**EXERCISE DETAILS**:
Find the lines in the records that carry the word "fingertip". Copy each one.

**DATA RECORDS**:
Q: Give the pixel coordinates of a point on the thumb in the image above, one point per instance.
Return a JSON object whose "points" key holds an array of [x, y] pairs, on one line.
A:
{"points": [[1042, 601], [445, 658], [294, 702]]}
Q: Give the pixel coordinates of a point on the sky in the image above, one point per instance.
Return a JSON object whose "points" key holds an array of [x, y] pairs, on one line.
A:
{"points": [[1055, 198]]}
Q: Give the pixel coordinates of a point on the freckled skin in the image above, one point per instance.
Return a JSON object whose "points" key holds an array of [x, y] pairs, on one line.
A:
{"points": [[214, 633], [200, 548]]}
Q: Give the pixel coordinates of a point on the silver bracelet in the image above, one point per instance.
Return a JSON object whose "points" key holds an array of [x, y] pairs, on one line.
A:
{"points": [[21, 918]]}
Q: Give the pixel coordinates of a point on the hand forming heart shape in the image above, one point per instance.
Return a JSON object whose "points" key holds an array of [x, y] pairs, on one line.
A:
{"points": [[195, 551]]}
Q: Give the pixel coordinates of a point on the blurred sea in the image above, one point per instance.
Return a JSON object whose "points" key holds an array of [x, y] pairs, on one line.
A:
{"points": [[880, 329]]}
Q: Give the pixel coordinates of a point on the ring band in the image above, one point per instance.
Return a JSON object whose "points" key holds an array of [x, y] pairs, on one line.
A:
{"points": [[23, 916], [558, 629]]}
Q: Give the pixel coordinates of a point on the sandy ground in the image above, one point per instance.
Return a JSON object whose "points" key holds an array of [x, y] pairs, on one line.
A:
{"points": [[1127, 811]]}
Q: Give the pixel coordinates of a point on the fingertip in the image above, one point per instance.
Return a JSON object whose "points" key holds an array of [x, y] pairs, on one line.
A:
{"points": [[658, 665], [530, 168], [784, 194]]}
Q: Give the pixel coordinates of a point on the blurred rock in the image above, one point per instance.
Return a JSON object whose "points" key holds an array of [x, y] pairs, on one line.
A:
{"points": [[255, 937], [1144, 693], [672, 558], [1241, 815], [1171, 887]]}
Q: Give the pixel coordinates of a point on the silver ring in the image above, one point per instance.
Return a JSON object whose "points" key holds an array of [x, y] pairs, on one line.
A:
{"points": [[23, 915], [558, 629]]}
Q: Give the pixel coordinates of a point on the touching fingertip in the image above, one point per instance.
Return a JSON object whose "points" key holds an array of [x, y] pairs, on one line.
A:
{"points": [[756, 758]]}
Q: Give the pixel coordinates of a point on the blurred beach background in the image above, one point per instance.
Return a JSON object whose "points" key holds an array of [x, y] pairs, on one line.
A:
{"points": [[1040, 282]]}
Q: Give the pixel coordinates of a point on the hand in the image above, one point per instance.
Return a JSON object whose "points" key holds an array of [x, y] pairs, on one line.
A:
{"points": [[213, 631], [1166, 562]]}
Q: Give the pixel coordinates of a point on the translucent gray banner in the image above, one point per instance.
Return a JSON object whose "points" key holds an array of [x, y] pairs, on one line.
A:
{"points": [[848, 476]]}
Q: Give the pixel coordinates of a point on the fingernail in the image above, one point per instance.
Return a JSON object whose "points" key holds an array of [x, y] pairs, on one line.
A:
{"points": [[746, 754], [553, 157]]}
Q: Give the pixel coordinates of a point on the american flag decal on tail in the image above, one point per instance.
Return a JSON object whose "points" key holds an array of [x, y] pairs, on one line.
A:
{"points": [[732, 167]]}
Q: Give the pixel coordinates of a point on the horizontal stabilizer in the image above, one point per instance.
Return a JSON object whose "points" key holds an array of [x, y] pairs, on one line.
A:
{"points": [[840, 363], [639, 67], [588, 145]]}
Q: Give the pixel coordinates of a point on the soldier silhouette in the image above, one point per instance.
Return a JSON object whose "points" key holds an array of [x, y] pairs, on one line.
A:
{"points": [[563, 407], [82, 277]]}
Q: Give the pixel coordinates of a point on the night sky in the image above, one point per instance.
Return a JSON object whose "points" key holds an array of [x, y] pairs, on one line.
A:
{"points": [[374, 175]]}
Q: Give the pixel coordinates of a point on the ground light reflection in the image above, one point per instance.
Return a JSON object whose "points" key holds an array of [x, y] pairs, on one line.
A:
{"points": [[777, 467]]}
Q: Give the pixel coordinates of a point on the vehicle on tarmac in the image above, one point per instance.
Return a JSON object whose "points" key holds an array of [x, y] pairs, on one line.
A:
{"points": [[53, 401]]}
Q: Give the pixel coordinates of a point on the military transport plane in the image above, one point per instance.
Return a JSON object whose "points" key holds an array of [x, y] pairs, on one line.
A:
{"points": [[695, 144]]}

**EXERCISE ANSWER**:
Q: Give the pixel coordinates of a point on the fingertip in the image above, one point per instance.
Q: Give the pixel coordinates of a point on the touching fingertip in the image above, one point per instance.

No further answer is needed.